═══ Information provided ═══

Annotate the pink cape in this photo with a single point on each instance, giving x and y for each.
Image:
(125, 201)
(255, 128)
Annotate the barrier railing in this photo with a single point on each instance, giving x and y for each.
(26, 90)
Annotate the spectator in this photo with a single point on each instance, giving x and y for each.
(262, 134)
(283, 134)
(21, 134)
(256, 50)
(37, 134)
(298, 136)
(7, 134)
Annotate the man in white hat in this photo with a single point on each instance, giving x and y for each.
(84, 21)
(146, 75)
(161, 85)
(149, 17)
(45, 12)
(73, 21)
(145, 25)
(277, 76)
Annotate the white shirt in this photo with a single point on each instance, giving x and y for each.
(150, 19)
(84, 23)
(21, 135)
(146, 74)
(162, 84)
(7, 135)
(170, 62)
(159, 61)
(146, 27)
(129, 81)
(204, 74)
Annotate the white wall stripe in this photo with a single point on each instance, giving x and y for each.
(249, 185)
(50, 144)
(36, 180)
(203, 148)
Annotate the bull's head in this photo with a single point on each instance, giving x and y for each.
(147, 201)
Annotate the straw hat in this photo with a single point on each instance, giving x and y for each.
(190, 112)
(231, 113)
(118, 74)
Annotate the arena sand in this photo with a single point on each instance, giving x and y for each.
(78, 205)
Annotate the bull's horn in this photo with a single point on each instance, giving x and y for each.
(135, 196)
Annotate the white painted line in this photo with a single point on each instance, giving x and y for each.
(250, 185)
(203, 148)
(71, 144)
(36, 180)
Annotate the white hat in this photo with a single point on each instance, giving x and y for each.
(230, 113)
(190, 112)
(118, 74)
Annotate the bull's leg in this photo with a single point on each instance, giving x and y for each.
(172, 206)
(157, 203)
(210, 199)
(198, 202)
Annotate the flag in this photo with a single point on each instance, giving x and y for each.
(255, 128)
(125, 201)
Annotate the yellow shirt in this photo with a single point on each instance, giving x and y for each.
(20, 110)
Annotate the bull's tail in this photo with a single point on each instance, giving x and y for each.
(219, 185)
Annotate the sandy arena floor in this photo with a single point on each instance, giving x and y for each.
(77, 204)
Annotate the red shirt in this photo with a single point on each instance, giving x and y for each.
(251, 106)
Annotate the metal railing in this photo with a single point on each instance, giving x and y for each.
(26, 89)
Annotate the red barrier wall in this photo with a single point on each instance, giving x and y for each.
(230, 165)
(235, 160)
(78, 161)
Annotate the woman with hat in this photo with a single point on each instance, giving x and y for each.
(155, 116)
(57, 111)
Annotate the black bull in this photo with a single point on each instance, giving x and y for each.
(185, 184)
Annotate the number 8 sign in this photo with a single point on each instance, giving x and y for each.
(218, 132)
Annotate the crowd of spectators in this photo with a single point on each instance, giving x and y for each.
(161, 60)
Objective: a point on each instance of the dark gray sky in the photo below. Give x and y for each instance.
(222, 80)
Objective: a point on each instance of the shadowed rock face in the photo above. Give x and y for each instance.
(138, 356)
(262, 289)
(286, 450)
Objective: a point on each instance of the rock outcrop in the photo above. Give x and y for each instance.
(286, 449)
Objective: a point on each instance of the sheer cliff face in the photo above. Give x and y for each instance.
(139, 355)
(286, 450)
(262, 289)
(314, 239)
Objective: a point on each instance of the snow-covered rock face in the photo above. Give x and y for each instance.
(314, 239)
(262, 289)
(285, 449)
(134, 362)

═══

*Your instructions:* What needs duplicating is the run of lines from the one containing "Annotate the number" through the last line of the entries above, exact and complete.

*Result of this exercise:*
Annotate the number 8 sign in this photo with a single point on each instance, giving x and y for each.
(218, 132)
Annotate the crowd of spectators in this photo with a single point on each instance, giving x and y for each.
(161, 60)
Objective: a point on each instance of the dark gray sky in the photo below. Give x and y for each instance.
(222, 80)
Objective: a point on each instance of the shadowed rock face in the photo above. Give x and y for each instance.
(138, 356)
(262, 289)
(286, 450)
Objective: a point on each instance of the rock outcrop in the photo above. Give x and y for each instance.
(286, 449)
Objective: a point on each instance of the sheer cliff face in the photo above. Give x and y for each instance.
(139, 355)
(286, 450)
(262, 289)
(314, 239)
Objective: a point on each instance of the snow-covered rock face in the photo above. Give x and y for each instance.
(314, 239)
(262, 289)
(285, 449)
(134, 362)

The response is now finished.